■ Excerpted text:
Wednesday, August 4, 2010

My Wedding Ring




The work I do has had a devastating effect upon my wedding ring. Anymore, I cannot wear it. When I milk my goats, my ring pinches painfully as I squeeze. When I sit to rest, chickens inevitably are drawn to the metallic shine of it and peck at my finger. It is tarnished, dented, and misshapen. When first purchased, it was a lovely sterling silver that had the words "I am my beloved's and my beloved is mine" engraved into it. Anymore, the letters are mashed and filled with little unidentifiable foreign objects that obscure the message.

Such things are bound to happen as life is filled with work, difficulties, and strife. At times, the ring itself was a good metaphor of the state of our marriage. Sin and strife left our relationship tarnished, dented, and misshapen.

Keeping our hearts in love with each other is a project at times. I cannot just "take off" my marriage as I've done with the ring. How do you just put on and take off a person?! Life has assailed the state of my marriage same as it's done my ring. I can break my ring...but can I break my word? I promised to love, honor, and obey my husband forever. Until one of us is swept up to be claimed as Christ's bride, we are each other's spouse.

A covenant is like a living thing; the elephant in the bedroom, if you will. According to the Bible, a covenant stands as a witness between the involved parties. So no matter how battered and bruised your relationship is, the covenant will hold you accountable to itself. As fearsome as that sounds, it is also meant to be a source of comfort, because it is a living, inextinguishable thing. It is something you can place hope into. Like God Himself, it will not move even when the people do.

Oh, but to labor to honor a person who hurts you can be wearisome, can it not? I remember a time when my husband and I were perhaps at our most distant, and I drove the car around town in the middle of night aimlessly. I had a burning anger in my heart because I felt as if God had planted me in a situation in which it was impossible to be content. My heart had left not only my family, but my God. Then, ever so clearly, the Lord spoke to me and said: "I have not abandoned your husband and I have not abandoned you. Who are you to abandoned who I have not? Are you greater than me?" Appropriately shamed, I returned home and took up my cross again.

"Think about Him who endured such hostility against himself from sinners, so that you won't grow tired or become despondent." -Hebrews 12:3

Though there may not be any hope for my pathetic, dirty little ring...there is hope for what it symbolizes. I am eternally bound to the man I pledged myself to. Better yet, God has eternally pledged Himself as the rear guard to our covenant with each other. Our covenant will be honored and we will weather the storms...together.

(a poem)

Sometimes, all I have is hope--
As attached to my soul
As my foot is to my body.

Sometimes, when the floor sinks
And the walls cave in,
My very soul grows cloudy.

When I find I stand on nothingness
And no one's around to help,
I call upon my best resource--hope.

Growing tall from my heart (like a tree);
And branches intertwining, undistinguished--
Drawing forth my ability to cope.

From the tangled branches sprout leaves
To gather warmth from where they can,
To choke out the coldness within me.

My tree grows from the dirt in my life
And the rocks I fall upon;
No one understands, but I'd die without my tree.


"I waited patiently for Adonai, till he turned toward me and heard my cry. He brought me up from the roaring pit, up from the muddy ooze, and set my feet on a rock, making my footing firm. He put a new song in my mouth, a song of praise to our God. Many will look on in awe and put their trust in Adonai." -Psalm 40:1-3

I am an overcomer by the blood of the Lamb and the word of my testimony. Like my ring, my marriage has received it's share of blows. Idols had to be torn down in the name of Christ and holiness. Many idols could be found by looking in the mirror. I share my stories of pain and defeat because that is not the end. I haven't "ended up" anywhere yet, but I can tell you where I'm going. I am headed toward the things of God. The wear on my marriage is now my story of victory because God has made all things new.

1 comment:

  1. I shared this post on The Homeschool Lounge. So, so good!

(Region descriptions in natural language)
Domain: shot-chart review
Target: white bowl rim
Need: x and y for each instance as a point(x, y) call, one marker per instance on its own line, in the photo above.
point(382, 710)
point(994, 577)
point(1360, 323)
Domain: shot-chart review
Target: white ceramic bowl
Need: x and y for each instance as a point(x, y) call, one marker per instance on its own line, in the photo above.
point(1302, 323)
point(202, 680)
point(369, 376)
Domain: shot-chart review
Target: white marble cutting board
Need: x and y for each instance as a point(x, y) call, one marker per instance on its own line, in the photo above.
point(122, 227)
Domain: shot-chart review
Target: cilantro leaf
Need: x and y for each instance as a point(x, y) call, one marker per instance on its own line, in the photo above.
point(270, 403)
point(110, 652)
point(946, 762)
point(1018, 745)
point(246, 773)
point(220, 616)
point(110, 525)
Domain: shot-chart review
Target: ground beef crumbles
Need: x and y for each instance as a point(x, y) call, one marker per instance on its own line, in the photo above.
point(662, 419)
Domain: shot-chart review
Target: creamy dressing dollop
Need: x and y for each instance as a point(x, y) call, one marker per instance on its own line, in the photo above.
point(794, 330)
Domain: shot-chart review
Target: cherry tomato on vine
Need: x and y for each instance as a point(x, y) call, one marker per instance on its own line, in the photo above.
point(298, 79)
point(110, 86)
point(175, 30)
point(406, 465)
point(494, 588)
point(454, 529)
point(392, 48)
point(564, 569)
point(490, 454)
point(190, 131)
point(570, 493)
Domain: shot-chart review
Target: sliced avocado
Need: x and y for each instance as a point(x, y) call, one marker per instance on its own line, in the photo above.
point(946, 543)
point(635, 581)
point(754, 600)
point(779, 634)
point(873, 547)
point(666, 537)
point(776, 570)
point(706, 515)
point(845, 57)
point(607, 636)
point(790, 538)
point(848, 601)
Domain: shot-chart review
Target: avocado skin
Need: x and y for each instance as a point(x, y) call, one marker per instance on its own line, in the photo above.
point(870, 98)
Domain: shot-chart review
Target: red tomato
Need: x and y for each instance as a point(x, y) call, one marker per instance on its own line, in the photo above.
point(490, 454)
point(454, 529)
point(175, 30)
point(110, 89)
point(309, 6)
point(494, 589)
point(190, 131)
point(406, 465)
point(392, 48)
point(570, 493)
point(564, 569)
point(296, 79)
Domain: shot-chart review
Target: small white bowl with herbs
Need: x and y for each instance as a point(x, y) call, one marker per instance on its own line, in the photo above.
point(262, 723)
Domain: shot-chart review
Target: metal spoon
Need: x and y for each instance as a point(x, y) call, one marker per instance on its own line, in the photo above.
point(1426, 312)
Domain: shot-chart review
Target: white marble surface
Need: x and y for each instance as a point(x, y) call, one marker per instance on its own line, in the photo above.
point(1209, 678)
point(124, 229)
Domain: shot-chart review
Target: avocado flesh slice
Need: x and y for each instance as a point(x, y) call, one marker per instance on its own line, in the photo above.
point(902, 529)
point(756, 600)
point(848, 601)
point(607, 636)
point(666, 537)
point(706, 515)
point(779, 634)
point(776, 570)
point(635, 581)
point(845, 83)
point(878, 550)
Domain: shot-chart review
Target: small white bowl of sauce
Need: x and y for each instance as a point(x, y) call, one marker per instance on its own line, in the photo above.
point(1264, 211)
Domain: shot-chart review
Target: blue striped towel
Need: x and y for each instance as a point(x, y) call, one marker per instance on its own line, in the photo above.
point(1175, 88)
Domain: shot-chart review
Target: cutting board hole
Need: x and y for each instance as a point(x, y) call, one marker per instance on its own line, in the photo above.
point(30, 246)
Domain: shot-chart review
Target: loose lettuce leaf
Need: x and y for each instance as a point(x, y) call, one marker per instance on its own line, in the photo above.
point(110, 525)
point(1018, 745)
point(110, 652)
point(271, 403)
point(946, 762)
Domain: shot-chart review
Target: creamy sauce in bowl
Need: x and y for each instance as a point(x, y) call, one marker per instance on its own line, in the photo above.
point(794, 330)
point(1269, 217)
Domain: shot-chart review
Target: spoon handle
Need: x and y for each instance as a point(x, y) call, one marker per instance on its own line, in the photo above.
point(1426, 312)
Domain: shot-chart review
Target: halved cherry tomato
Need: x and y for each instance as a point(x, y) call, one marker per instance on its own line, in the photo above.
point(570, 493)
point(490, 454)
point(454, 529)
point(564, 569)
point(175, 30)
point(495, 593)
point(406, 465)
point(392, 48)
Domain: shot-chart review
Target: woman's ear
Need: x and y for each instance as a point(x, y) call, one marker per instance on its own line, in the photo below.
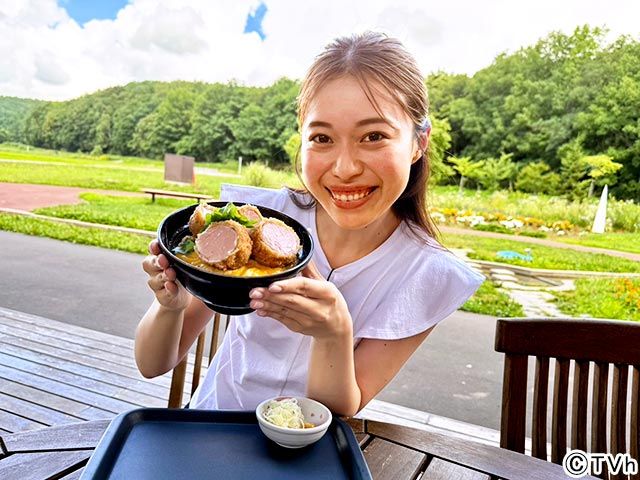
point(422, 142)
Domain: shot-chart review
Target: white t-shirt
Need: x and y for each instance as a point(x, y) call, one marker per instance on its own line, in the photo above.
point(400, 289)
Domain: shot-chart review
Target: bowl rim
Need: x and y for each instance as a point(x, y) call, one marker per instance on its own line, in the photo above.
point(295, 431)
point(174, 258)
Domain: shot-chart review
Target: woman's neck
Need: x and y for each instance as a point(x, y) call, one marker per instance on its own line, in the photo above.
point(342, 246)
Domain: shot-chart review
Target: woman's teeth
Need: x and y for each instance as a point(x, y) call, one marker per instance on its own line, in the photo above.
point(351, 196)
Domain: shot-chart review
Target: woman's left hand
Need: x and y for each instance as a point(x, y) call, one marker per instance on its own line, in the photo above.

■ Your goal:
Reproduce the post about the wedding ring word for word, from "The work I do" up to and including "obscure the message.".

■ Answer to the exercise:
The work I do has had a devastating effect upon my wedding ring. Anymore, I cannot wear it. When I milk my goats, my ring pinches painfully as I squeeze. When I sit to rest, chickens inevitably are drawn to the metallic shine of it and peck at my finger. It is tarnished, dented, and misshapen. When first purchased, it was a lovely sterling silver that had the words "I am my beloved's and my beloved is mine" engraved into it. Anymore, the letters are mashed and filled with little unidentifiable foreign objects that obscure the message.